As detailed in Issue 16‘s eight-page article on the subject, “Victors of the Unwinnable,”by Ian Parnell, the history of the Piolet d’Or is riddled with dispute. True to form, the 2007 prize has already generated the opening salvos of controversy.

This December, five teams were short-listed for the prize, but according to the GHM and its president, Leslie Fuscko, the selection was imposed solely by Montagnes Magazine, without waiting for each member of this year’s jury to propose their own list, as has been customary. Appalled by this behavior, which the GHM believes will cause the event to look like a journalistic prize, possibly affected by commercialism, it has decided to withdraw its participation. The appointed jury president for the 2007 award, legendary Slovenian mountaineer Andrej Stremfelj (who won the inaugural prize, and who penned the Issue 18, The Weight of Thin Air, on his 2006 first ascent of Janak), has also resigned.

This year’s nominations include two from former Soviet republics, two from Slovenia and one from Great Britain. While all were, naturally, notable achievements during 2006, many climbers will be disturbed to find a number of glaring omissions, which if a short-list limit of five is imposed, should arguably have deserved preference. The nominations are: Boris Lorencic and Marko Prezelj from Slovenia for their alpine-style first ascent of the elegant northwest pillar of Chomo Lhari (7326m) on the remote Bhutan-Tibet border, a 2000-meter route with difficulties up to M6+ (Prezelj won the first Golden Ice Axe with Stremfelj in 1991); Pavle Kozjek (Slovenia) for his partial new route, solo and in a single push, on the southwest face/west ridge of Cho Oyu (8188m), the first time a new route has been climbed on an 8000-meter peak in one day; Kazakhs Sergei Samoilov and Denis Urubko, for their new route climbed in alpine-style on the northeast face of Manaslu (8163m), an achievement already awarded the newly created Piolet d’Or of Asia; Ukrainians Igor Chaplinsky, Andrej Rodiontsev and Orest Verbitsky for their first ascent of the north ridge of Shingu Charpa (a.k.a. the Great Tower, 5600m) in Pakistan’s Nangma Valley, 1500 meters up to 5.11d and some aid; British climbers Tim Emmett and Ian Parnell for their first ascent, alpine-style, of the southeast pillar of Kedar Dome (6830m), 1500 meters of rock to 5.11c followed by a corniced crest of 500 meters to the summit.

- [RECORD EXCERPTS]
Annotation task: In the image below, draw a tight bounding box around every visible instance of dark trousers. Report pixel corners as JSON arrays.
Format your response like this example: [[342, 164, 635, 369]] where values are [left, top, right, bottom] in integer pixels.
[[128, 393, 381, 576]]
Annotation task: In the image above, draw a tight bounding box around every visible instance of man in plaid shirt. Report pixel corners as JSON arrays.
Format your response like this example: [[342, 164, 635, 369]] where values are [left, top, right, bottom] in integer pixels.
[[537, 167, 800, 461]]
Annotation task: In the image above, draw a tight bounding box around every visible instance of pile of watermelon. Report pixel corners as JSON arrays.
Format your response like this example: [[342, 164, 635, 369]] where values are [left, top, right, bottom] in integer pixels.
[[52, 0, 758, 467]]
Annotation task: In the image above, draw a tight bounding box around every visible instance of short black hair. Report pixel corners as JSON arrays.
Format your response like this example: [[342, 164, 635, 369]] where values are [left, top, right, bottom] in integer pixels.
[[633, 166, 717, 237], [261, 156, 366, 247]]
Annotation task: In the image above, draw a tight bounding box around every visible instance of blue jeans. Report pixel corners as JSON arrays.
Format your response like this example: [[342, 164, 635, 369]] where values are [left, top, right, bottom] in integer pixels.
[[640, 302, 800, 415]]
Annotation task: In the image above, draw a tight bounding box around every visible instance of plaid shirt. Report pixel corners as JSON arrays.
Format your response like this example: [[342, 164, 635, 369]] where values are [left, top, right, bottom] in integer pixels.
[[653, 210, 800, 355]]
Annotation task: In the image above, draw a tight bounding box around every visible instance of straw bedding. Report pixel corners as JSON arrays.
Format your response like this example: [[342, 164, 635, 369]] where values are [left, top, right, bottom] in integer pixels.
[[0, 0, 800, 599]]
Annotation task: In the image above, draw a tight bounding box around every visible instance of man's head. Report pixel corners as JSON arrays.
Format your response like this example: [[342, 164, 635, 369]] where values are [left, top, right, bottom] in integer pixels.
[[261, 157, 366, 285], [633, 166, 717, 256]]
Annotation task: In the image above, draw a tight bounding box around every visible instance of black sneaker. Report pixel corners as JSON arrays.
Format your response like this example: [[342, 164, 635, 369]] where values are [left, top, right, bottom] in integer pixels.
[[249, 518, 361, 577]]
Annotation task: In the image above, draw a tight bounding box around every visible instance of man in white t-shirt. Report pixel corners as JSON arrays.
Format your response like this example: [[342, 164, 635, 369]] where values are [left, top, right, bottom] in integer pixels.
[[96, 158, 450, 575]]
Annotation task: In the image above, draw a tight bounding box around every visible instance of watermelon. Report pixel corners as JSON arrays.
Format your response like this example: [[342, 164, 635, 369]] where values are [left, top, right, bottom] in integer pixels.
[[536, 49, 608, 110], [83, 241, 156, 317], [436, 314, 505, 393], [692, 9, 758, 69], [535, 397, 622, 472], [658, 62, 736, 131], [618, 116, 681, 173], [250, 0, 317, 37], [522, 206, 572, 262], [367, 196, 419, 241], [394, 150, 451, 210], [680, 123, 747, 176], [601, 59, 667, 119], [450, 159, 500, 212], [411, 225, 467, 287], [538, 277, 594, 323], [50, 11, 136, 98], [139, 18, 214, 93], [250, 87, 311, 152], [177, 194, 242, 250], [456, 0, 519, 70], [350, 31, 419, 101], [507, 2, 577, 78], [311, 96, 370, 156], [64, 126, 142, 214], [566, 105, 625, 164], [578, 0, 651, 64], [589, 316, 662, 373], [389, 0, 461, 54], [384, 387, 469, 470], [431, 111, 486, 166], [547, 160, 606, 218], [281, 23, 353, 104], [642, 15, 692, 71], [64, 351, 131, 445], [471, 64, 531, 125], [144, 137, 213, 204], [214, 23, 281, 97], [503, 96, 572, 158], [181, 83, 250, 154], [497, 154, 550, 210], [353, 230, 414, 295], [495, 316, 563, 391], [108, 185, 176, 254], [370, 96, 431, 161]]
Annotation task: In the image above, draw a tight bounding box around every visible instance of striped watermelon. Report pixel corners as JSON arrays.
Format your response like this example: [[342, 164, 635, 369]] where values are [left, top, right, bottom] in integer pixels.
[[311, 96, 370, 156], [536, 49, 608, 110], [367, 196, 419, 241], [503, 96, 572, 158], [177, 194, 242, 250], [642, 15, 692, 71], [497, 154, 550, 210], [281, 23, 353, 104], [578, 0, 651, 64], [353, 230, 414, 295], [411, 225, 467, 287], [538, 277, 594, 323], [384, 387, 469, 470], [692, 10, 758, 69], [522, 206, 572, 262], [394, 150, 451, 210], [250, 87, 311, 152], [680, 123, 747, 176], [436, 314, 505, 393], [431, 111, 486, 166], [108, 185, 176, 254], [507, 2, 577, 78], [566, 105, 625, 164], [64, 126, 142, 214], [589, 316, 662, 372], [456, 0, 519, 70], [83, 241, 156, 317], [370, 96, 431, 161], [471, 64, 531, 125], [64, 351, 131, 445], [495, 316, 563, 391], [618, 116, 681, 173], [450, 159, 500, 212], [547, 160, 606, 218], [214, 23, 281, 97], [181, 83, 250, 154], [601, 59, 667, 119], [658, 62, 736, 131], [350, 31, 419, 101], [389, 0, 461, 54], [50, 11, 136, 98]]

- [EXERCISE SET]
(1) Transcribe part of the Piolet d'Or passage, beginning at the words "As detailed in" and stopping after the words "salvos of controversy.".
(2) Go on with the Piolet d'Or passage, starting right after its last sentence.
The material is separate from the Piolet d'Or passage.

- [ANSWERS PER TASK]
(1)
As detailed in Issue 16‘s eight-page article on the subject, “Victors of the Unwinnable,”by Ian Parnell, the history of the Piolet d’Or is riddled with dispute. True to form, the 2007 prize has already generated the opening salvos of controversy.

(2)
Per usual, the year’s omissions are at least as notable as the nominees. Missing from the lineup are accomplishments such as Jed Brown and Colin Haley’s alpine-style first ascent of the massive, and massively remote, north face of Mt. Moffit; Louis-Philippe Menard and Maxime Turgeon’s alpine-style new route, the Canadian Direct, on Denali; and Jozef “Dodo” Kopold and Gabo Cmarik’s alpine-style new route on Uli Biaho Tower. Climbers are declining participation in the event with increasing frequency: two years ago, Parnell withdrew his ascent, with John Varco, of the southwest face of Saf Minal, from consideration; last year, Rolando Garibotti, Ermanno Salvaterra and Alessandro Beltrami withdrew theirs, of the first ascent of the north face of Cerro Torre. Montagnes Magazine confirms the event will still take place on January 26 in Grenoble.